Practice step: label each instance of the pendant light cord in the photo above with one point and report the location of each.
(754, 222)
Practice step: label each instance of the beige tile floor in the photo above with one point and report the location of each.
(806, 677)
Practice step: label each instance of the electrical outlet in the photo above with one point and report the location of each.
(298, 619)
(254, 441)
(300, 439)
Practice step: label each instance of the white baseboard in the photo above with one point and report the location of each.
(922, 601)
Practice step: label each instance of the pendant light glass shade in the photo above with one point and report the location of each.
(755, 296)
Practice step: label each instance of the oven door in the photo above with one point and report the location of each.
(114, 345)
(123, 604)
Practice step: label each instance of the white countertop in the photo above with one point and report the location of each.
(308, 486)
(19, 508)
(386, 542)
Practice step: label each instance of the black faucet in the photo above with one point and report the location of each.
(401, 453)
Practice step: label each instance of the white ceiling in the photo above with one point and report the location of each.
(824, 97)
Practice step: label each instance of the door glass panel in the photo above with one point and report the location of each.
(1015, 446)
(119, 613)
——————
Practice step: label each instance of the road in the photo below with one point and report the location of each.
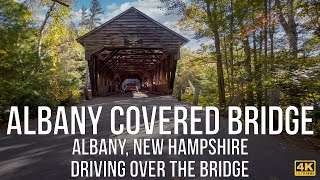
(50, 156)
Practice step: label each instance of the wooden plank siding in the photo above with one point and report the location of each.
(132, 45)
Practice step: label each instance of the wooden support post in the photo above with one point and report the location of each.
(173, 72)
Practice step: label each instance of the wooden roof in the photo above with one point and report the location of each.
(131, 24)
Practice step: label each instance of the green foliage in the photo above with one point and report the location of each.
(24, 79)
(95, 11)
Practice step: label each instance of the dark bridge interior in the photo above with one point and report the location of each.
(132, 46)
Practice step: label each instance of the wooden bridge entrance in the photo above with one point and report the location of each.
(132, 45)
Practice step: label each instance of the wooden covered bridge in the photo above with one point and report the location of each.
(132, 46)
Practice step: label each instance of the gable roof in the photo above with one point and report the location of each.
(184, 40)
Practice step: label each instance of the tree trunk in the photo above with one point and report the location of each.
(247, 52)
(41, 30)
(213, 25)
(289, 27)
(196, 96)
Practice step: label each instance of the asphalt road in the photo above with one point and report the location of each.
——————
=== Exercise task ===
Please copy out the lines of the listing above, from the line with "Practice step: label each instance of the gable" up to and including the line with "Practice step: label each instance of the asphalt", with no changes.

=== Completed exercise ===
Practice step: label each instance of the gable roof in the photo above with one point and report the location of each.
(184, 40)
Practice step: label each instance of the tree trunk in the photo above with one point and report the location of each.
(247, 52)
(41, 30)
(213, 25)
(289, 27)
(196, 96)
Practice step: label each instance of the asphalt road in the photo above with one point and report the location of each.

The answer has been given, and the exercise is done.